▶ _Goal of the exercise_:
Rewrite the material below, swapping every occurrence of "innermost" for "most central" and leaving all other text untouched.
○ ○ ○
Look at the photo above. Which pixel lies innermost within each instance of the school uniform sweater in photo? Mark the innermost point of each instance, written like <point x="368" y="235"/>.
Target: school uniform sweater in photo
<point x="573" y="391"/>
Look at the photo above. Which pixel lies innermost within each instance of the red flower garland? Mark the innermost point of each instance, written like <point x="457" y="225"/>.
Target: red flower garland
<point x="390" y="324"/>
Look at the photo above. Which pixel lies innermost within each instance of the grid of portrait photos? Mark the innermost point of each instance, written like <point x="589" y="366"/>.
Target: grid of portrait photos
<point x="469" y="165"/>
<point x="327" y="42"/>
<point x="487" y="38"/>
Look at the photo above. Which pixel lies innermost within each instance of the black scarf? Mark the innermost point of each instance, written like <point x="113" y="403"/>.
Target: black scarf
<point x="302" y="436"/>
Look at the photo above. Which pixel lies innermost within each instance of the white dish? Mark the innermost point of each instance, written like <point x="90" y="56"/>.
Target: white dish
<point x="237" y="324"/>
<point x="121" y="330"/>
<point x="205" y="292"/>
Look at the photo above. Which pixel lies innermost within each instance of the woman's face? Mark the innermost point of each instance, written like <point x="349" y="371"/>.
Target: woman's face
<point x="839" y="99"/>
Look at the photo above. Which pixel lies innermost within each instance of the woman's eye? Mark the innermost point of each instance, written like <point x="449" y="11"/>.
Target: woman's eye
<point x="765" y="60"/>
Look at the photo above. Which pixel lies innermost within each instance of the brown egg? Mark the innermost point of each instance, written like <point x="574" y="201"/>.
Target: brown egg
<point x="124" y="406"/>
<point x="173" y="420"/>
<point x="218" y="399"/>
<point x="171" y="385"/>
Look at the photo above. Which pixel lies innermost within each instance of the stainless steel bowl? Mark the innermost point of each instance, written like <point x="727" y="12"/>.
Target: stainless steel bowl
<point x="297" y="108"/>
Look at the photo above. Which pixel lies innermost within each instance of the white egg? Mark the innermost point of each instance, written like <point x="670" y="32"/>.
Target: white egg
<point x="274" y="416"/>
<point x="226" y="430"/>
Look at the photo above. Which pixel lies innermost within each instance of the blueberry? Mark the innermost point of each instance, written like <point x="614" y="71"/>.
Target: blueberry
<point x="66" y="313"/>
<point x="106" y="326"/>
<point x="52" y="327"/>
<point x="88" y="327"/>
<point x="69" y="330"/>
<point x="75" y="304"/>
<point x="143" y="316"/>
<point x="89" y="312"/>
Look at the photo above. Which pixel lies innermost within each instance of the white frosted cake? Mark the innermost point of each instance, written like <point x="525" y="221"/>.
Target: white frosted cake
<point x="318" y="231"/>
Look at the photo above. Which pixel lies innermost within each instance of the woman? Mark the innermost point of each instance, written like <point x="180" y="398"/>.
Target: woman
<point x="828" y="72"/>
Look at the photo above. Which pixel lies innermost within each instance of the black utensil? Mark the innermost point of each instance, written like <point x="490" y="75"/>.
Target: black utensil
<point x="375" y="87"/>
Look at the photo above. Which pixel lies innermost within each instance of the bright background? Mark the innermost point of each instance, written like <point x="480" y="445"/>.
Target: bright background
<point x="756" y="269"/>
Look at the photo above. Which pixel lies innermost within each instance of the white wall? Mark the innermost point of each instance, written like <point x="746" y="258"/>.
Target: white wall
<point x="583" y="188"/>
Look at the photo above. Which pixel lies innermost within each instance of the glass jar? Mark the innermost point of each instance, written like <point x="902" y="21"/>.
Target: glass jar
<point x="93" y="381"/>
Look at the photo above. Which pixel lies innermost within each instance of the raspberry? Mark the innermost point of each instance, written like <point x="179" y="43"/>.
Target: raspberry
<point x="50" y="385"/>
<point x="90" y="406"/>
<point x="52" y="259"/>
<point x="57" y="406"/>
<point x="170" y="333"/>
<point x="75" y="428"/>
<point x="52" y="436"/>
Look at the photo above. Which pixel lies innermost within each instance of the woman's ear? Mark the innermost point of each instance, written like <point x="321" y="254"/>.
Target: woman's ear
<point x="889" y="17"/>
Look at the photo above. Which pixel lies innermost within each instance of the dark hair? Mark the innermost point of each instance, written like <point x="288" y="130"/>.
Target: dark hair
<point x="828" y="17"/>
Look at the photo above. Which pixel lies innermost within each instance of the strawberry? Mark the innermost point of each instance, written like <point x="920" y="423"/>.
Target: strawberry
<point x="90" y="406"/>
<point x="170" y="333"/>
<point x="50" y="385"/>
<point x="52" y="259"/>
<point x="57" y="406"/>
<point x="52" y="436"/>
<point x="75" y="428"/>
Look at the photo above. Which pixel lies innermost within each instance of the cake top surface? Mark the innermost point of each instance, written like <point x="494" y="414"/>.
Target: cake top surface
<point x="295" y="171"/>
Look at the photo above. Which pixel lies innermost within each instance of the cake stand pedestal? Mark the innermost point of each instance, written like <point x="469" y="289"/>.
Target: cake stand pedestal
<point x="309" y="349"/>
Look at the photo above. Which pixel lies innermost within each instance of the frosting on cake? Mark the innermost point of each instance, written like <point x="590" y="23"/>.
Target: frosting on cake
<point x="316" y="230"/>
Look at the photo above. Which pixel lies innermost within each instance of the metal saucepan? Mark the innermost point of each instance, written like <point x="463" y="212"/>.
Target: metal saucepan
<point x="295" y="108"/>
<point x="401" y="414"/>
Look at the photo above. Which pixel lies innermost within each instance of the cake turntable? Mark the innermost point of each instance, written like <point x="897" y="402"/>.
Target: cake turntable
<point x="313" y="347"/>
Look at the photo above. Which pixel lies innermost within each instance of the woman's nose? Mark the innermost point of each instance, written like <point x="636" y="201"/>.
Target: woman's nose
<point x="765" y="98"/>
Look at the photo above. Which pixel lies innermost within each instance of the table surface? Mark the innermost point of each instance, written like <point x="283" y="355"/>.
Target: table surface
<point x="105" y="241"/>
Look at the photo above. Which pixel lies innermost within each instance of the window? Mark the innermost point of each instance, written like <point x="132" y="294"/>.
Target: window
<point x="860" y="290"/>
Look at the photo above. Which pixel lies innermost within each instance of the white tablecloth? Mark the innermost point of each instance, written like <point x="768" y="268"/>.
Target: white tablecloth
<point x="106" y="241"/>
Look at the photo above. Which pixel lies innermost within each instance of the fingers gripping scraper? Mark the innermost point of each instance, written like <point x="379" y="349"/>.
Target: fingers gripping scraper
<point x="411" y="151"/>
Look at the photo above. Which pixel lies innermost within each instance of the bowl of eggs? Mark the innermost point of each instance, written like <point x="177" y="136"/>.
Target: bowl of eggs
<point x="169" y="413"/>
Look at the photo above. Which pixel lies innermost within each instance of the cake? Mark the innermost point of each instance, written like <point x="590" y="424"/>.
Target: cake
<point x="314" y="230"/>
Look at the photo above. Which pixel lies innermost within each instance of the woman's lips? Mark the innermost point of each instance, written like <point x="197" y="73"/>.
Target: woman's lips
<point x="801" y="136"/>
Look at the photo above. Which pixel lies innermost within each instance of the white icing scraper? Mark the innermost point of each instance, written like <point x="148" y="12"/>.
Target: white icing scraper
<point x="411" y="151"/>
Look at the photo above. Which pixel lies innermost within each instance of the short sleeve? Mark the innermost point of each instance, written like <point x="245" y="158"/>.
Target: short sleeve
○ ○ ○
▶ _Written response_:
Look at the photo above. Which pixel lies most central within each instance of the school uniform sweater in photo? Mark the most central point of each instance, written like <point x="368" y="235"/>.
Target: school uniform sweater in photo
<point x="573" y="391"/>
Look at the photo above. Which pixel lies most central within each instance of the red flower garland? Mark the most central point of each instance, written like <point x="457" y="225"/>.
Target: red flower garland
<point x="390" y="324"/>
Look at the photo above. Which pixel lies most central within each instance of the grid of portrait photos? Mark the most central point of each instance, written like <point x="589" y="366"/>.
Target: grid of portrait photos
<point x="469" y="165"/>
<point x="327" y="42"/>
<point x="487" y="38"/>
Look at the photo above. Which pixel lies most central within each instance of the black scarf? Mark the most central point of each instance, written like <point x="113" y="403"/>.
Target: black scarf
<point x="302" y="436"/>
Look at the photo above. Which pixel lies most central within each instance of the white dish? Mark the most central point of each instance, written like <point x="90" y="56"/>.
Target: white dish
<point x="237" y="324"/>
<point x="121" y="330"/>
<point x="205" y="292"/>
Look at the photo above. Which pixel lies most central within each instance of the woman's face? Mark the most central point of each instance, written like <point x="349" y="371"/>.
Target: woman's face
<point x="839" y="99"/>
Look at the photo above. Which pixel lies most central within each instance of the woman's eye? Mark the most central point of each instance, written like <point x="449" y="11"/>.
Target: woman's eye
<point x="765" y="60"/>
Look at the photo above. Which pixel lies most central within each instance of the brown egg? Mark the most central point of each instance, written like <point x="574" y="201"/>.
Target: brown egg
<point x="124" y="406"/>
<point x="173" y="420"/>
<point x="218" y="399"/>
<point x="171" y="385"/>
Look at the photo above. Which pixel lies most central within each instance of the stainless steel bowl? Mark the most central point of each instance, written like <point x="727" y="12"/>.
Target: stainless steel bowl
<point x="297" y="108"/>
Look at the photo above. Which pixel lies most central within each instance of the white egg? Mark the most central point of each instance, written like <point x="670" y="32"/>.
Target: white egg
<point x="274" y="416"/>
<point x="226" y="430"/>
Look at the photo above. Which pixel lies most central within each instance of the blueberry? Mark the most central point of each instance, written like <point x="614" y="71"/>.
Target: blueberry
<point x="66" y="313"/>
<point x="106" y="326"/>
<point x="52" y="327"/>
<point x="88" y="327"/>
<point x="69" y="330"/>
<point x="75" y="304"/>
<point x="143" y="316"/>
<point x="89" y="312"/>
Look at the photo above. Which pixel lies most central within each instance of the white frosted cake? Mark the most central point of each instance, written like <point x="525" y="221"/>.
Target: white frosted cake
<point x="318" y="231"/>
Look at the photo above. Which pixel lies most central within each instance of the woman? Mark the most central point of each instance, written like <point x="180" y="398"/>.
Target: woman
<point x="828" y="72"/>
Look at the photo above. Which pixel lies most central within each instance of the black utensil? Mark the most central point of each instance, written like <point x="490" y="75"/>.
Target: black utensil
<point x="375" y="87"/>
Look at the photo above. Which pixel lies most central within each instance of the bright background? Mark the most central point of each instance, written like <point x="480" y="445"/>.
Target: bright background
<point x="756" y="269"/>
Look at the photo above. Which pixel lies most central within each instance of the white wall? Mark the most central point of each instance, written like <point x="746" y="258"/>.
Target: white wall
<point x="583" y="188"/>
Look at the photo above. Which pixel lies most central within each instance of the glass jar? Mark the most central point of each instance, written like <point x="902" y="21"/>.
Target: glass jar
<point x="93" y="381"/>
Look at the photo above. Which pixel lies most central within each instance of the raspberry? Mark the most central point of each instance, written like <point x="179" y="43"/>.
Target: raspberry
<point x="50" y="385"/>
<point x="90" y="406"/>
<point x="52" y="259"/>
<point x="57" y="406"/>
<point x="170" y="333"/>
<point x="75" y="428"/>
<point x="52" y="436"/>
Look at the photo above. Which pixel lies most central within each instance of the woman's ear? Mark the most central point of each instance, written like <point x="321" y="254"/>.
Target: woman's ear
<point x="889" y="17"/>
Look at the photo above. Which pixel lies most central within each instance of the dark hair? Mark the most central point of each instance, written like <point x="288" y="130"/>.
Target: dark hair
<point x="828" y="17"/>
Look at the photo above. Which pixel lies most central within each instance of the strawberry? Mark the most central point of each instance, written like <point x="920" y="423"/>.
Target: strawberry
<point x="90" y="406"/>
<point x="170" y="333"/>
<point x="50" y="385"/>
<point x="52" y="259"/>
<point x="57" y="406"/>
<point x="52" y="436"/>
<point x="75" y="428"/>
Look at the photo above. Which pixel lies most central within each instance of the cake top surface? Mark the most central point of each instance, written like <point x="494" y="414"/>.
Target: cake top surface
<point x="295" y="171"/>
Look at the photo above. Which pixel lies most central within each instance of the cake stand pedestal? Mark the most central point of each instance, written like <point x="469" y="289"/>.
Target: cake stand pedestal
<point x="309" y="349"/>
Look at the photo above. Which pixel lies most central within each instance of the frosting on cake? Mark the most central point of each instance, written like <point x="590" y="23"/>.
Target: frosting on cake
<point x="316" y="230"/>
Look at the photo above. Which pixel lies most central within each instance of the metal saucepan? Mark the most central point of each instance, written like <point x="463" y="212"/>.
Target: metal saucepan
<point x="295" y="108"/>
<point x="401" y="414"/>
Look at the photo above. Which pixel lies most central within each instance of the cake turntable? Mark the most central point of each instance, written like <point x="897" y="402"/>.
Target: cake turntable
<point x="313" y="347"/>
Look at the photo above. Which pixel lies most central within each instance of the woman's nose? Mark the most central point of each instance, written like <point x="636" y="201"/>.
Target: woman's nose
<point x="765" y="98"/>
Look at the photo above. Which pixel lies most central within each instance of the table surface? Mark the most central point of each instance, written like <point x="283" y="355"/>.
Target: table surface
<point x="105" y="241"/>
Look at the photo above. Which pixel lies most central within each instance of the window? Mark the most central point of each instance, written like <point x="132" y="294"/>.
Target: window
<point x="860" y="290"/>
Look at the photo above. Which pixel lies most central within each instance of the white tablecloth? Mark the most central point of each instance, written like <point x="768" y="268"/>.
Target: white tablecloth
<point x="106" y="241"/>
Look at the photo above. Which pixel lies most central within each instance of the fingers gripping scraper? Mark the most central point of each instance, written like <point x="379" y="349"/>.
Target: fingers gripping scraper
<point x="411" y="151"/>
Look at the photo above. Which pixel lies most central within each instance of the bowl of eggs? Mark the most central point of each instance, written like <point x="177" y="136"/>.
Target: bowl of eggs
<point x="169" y="413"/>
Look at the photo above. Which pixel lies most central within each instance of the cake? Mark the most central point of each instance, written like <point x="590" y="424"/>.
Target: cake
<point x="314" y="230"/>
Look at the photo above. Which pixel lies most central within each instance of the woman's lips? Mark the most central point of each instance, written like <point x="197" y="73"/>.
Target: woman's lips
<point x="801" y="136"/>
Look at the photo above. Which pixel lies most central within each instance of the white icing scraper? Mark the most central point of each instance, written like <point x="148" y="12"/>.
Target: white icing scraper
<point x="411" y="151"/>
Look at the photo above. Which pixel lies most central within each instance of the short sleeve? Mark the most central point of each instance, written like <point x="245" y="158"/>.
Target: short sleeve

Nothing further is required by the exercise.